(HOW TO COMPLETE THIS TASK): What follows is a set of entries; retype all of them exactly.

------

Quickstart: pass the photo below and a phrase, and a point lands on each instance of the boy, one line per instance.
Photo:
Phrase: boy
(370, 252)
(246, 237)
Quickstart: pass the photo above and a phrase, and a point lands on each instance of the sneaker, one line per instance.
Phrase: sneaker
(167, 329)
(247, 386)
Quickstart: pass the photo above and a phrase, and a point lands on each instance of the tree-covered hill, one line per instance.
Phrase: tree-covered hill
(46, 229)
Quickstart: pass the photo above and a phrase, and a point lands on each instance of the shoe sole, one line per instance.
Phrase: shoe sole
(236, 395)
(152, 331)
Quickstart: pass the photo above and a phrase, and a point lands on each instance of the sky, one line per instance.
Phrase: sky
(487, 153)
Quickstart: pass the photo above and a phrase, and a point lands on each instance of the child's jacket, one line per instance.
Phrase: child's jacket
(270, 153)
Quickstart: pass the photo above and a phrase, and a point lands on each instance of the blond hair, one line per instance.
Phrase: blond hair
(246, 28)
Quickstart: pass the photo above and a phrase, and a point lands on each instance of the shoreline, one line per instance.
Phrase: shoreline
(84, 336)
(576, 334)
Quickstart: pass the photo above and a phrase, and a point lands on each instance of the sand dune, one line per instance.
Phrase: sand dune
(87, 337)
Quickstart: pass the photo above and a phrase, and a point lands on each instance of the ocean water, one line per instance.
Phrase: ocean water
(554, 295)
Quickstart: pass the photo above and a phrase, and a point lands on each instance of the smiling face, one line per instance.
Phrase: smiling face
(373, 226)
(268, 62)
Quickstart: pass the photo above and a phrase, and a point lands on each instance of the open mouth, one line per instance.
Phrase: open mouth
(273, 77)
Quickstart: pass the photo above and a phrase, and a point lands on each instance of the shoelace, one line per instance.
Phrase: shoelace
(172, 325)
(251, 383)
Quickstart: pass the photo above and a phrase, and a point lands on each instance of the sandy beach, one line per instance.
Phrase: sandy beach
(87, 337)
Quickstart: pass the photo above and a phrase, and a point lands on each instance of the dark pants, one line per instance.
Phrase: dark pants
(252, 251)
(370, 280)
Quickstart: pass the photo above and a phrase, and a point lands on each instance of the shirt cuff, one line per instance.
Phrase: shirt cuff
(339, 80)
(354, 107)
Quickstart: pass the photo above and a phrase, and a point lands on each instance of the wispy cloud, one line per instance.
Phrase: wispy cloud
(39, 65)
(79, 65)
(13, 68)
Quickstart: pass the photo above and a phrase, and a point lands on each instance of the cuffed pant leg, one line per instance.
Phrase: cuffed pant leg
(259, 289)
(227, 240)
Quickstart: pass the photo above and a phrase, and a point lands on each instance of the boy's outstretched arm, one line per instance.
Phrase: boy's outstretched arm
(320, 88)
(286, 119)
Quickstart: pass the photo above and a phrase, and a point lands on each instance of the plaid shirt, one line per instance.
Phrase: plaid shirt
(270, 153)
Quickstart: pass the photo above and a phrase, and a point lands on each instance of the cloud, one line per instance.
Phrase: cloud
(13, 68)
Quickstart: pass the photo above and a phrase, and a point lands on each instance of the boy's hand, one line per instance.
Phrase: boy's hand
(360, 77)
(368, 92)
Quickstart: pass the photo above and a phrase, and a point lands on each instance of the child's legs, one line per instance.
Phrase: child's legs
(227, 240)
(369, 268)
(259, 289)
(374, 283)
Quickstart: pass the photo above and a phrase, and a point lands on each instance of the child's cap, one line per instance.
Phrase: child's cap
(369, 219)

------

(EXERCISE RESULT):
Quickstart: pass the photo below and a phrase, and a point lands on each instance of the boy, one line per instance.
Photo:
Phrase: boy
(370, 252)
(246, 237)
Quickstart: pass the photo above and a phrase, and a point lands on each instance of the sneaker, one line per instance.
Phrase: sneaker
(167, 329)
(247, 386)
Quickstart: pass the photo above and a phrase, and a point lands on each instance of the tree-covered hill, one line per instance.
Phrase: tree-covered hill
(46, 229)
Quickstart: pass the photo above and a phrase, and a point lands on each instance of the shoe sole, one line per instance.
Phrase: shoe sole
(236, 395)
(152, 331)
Quickstart: pass the photo above and a phrase, and a point lands on each instance of the sky, one line per instance.
Phrase: sky
(487, 153)
Quickstart: pass the photo above and a phrase, and a point lands on each instance of the child's jacket, one line per instance.
Phrase: child's jacket
(270, 153)
Quickstart: pass the photo above and a phrase, and a point lands on each instance of the blond hair, one line per instance.
Phrase: blond hair
(246, 28)
Quickstart: pass the photo above and a phrase, and a point lands on each instance of the shoreline, one line per instance.
Phrase: shoreline
(84, 336)
(576, 334)
Quickstart: pass the photo above and a phrase, and a point lands on each instance of the sand dune, one line per instance.
Phrase: sand dune
(87, 337)
Quickstart: pass the photo above and a phrase, and a point lands on each instance of the ocean water, one line per instance.
Phrase: ocean water
(554, 295)
Quickstart: pass the photo above and a phrase, and a point lands on each instance of the smiling face, one line per instance.
Phrase: smiling face
(373, 226)
(268, 62)
Quickstart: pass the photo above and a phrase, and a point lands on each instance of the open mouth, one line per instance.
Phrase: open mouth
(273, 77)
Quickstart: pass the photo above and a phrase, and a point lands on each instance of the shoelace, one line per instance.
Phrase: shoelace
(172, 325)
(251, 383)
Quickstart: pass the photo above and a phrase, and a point lands on each instance of the sandy beach, one line per instance.
Phrase: sandy beach
(87, 337)
Quickstart: pass the photo above and a phrase, and a point lands on each instance of the dark pants, one line per instance.
Phrase: dark pants
(252, 251)
(370, 280)
Quickstart: pass the photo above and a phrase, and a point lands on each instance of the shirt cuff, one line per instance.
Phrase: shirt cuff
(339, 80)
(354, 107)
Quickstart: pass the photo above and a phrase, and a point lands on each instance of the wispy cloud, one line per instance.
Phrase: wispy cloud
(39, 65)
(79, 65)
(13, 68)
Quickstart: pass the photo above and a phrase, and a point lands on each instance of the cuffed pant leg, one line per instance.
Phrase: cuffed pant leg
(259, 289)
(227, 240)
Quickstart: pass the photo above and a phrase, and a point lands on each instance of the boy's outstretched arm, one line per instance.
Phrase: boy's outstretched arm
(320, 88)
(286, 119)
Quickstart: pass the photo above and a phrase, and a point lands on each instance of the plaid shirt, one line per instance.
Phrase: plaid shirt
(270, 153)
Quickstart: pass the photo above and a phrase, and a point lands on each instance of the cloud, one line per instance.
Phrase: cloud
(13, 68)
Quickstart: pass the photo above and a phrase, and a point lands on each instance of the boy's hand, one line per instance.
Phrase: boy's hand
(360, 77)
(368, 92)
Quickstart: pass the photo above and a phrase, and a point lands on each instance of the child's legs, one line per instance.
Phrase: child's legs
(227, 240)
(369, 268)
(259, 289)
(374, 283)
Quickstart: pass the photo above and a phrase, and a point lands on each instance of the child's cap, one line per instance.
Phrase: child's cap
(369, 219)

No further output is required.